#### Material for this task
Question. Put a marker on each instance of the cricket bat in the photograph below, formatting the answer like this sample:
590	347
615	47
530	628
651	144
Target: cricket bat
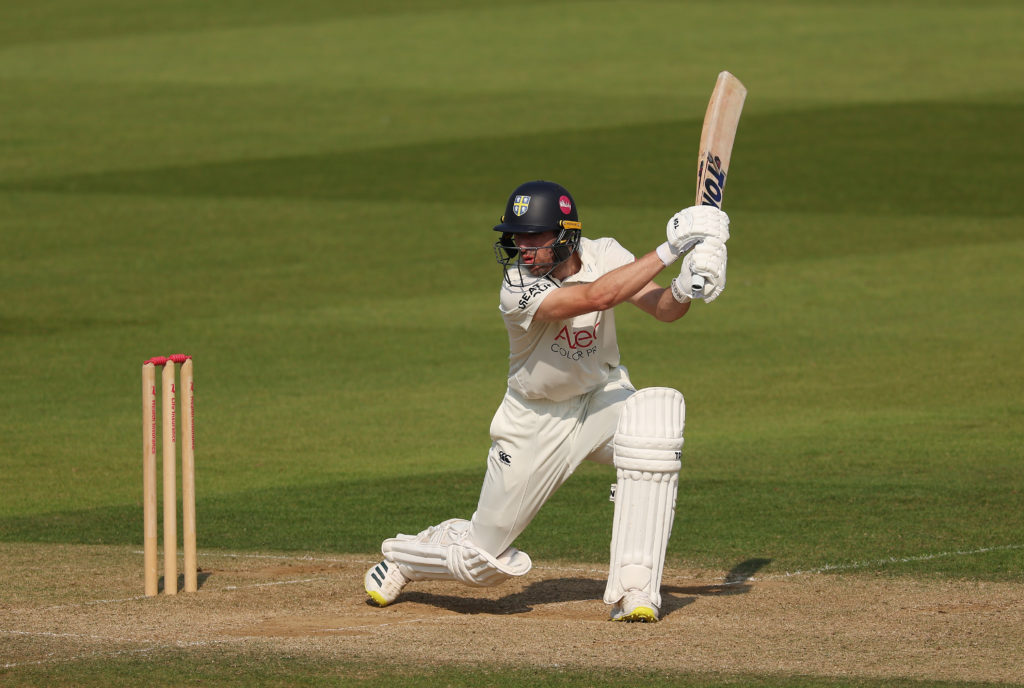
########
### What the task requires:
Recast the items above as a Markdown table with the columns "Row" and "Content," giving each line a row number. Omit blank lines and the picture.

### The completed task:
| Row | Content |
|---|---|
| 1 | Question. Put a marker on each instance of the cricket bat in the photograph below, formatting the answer like this sample: |
| 2 | 590	347 |
| 3 | 615	47 |
| 4 | 530	628 |
| 5 | 651	144 |
| 6 | Target: cricket bat |